* Written task: Please rewrite the lines of the listing below as a numbered list, from the line with "of the brown" to the line with "579 27 L 541", both included, leaving out blank lines.

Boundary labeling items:
|---|

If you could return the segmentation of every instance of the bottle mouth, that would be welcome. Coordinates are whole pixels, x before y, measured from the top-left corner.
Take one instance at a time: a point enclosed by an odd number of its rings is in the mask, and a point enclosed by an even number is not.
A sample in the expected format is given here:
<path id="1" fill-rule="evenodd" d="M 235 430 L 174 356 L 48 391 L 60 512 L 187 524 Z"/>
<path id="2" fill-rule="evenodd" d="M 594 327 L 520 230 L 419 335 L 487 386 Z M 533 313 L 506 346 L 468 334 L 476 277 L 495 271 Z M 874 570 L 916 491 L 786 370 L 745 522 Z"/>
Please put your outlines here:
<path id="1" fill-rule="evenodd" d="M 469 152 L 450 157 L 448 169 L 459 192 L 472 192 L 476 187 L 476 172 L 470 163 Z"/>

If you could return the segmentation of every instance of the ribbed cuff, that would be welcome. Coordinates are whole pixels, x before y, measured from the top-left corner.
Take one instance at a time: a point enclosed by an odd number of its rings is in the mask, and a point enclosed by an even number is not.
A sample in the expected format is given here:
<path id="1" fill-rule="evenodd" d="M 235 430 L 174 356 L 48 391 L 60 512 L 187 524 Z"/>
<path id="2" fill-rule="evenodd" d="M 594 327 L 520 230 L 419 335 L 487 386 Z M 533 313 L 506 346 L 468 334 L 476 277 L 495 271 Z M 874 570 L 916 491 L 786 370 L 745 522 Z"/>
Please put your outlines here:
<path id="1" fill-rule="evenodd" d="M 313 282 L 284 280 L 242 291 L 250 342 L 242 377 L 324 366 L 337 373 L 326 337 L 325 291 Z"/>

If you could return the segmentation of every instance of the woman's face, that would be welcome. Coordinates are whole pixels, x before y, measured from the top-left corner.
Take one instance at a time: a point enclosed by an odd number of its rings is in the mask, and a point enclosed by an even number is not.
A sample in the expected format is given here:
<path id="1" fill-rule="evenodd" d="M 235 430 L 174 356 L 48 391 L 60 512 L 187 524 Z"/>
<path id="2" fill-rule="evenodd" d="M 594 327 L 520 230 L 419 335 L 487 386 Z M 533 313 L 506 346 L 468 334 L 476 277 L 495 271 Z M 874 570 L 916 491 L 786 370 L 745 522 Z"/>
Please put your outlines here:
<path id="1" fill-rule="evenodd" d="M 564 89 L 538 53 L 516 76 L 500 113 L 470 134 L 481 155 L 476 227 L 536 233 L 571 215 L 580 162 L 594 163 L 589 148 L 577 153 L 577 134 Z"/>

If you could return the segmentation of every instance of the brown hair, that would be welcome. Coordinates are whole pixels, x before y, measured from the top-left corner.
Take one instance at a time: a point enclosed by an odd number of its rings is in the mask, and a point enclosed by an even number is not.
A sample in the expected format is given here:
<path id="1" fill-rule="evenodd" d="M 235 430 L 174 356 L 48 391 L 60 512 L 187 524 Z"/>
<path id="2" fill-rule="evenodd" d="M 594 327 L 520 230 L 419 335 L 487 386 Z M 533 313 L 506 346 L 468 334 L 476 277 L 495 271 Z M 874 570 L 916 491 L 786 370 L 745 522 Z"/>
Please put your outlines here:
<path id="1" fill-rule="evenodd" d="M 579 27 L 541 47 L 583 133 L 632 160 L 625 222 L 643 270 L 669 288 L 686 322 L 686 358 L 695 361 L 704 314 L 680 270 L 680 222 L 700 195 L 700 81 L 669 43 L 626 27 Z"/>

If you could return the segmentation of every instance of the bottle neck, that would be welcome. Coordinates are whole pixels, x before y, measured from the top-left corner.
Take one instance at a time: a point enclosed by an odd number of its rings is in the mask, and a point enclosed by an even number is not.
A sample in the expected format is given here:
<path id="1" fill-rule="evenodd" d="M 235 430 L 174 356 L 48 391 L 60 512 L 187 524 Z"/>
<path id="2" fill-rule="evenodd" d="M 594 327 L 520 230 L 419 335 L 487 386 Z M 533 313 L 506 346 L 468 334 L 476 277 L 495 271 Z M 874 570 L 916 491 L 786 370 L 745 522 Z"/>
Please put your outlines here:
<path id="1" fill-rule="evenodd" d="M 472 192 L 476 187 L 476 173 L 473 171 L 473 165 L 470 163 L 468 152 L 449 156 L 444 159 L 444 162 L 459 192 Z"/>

|---|

* Full response:
1. If you could return the segmentation of every instance of the brown hair, that would be welcome. Coordinates are whole pixels, x before y, measured from the top-left corner.
2. Take one instance at a time: a point enclosed by an odd number of its rings is in the mask, and a point enclosed by an even number is not.
3. A sample in the expected format is given here:
4. <path id="1" fill-rule="evenodd" d="M 235 430 L 174 356 L 48 391 L 60 512 L 187 524 Z"/>
5. <path id="2" fill-rule="evenodd" d="M 594 327 L 520 230 L 419 335 L 487 386 Z M 533 313 L 506 346 L 468 334 L 476 277 L 495 271 Z M 874 570 L 916 491 L 786 370 L 745 522 Z"/>
6. Please put your outlines here:
7. <path id="1" fill-rule="evenodd" d="M 579 27 L 541 47 L 583 133 L 632 160 L 625 222 L 643 270 L 669 288 L 686 322 L 686 358 L 695 361 L 704 314 L 680 270 L 680 222 L 700 195 L 700 81 L 669 43 L 626 27 Z"/>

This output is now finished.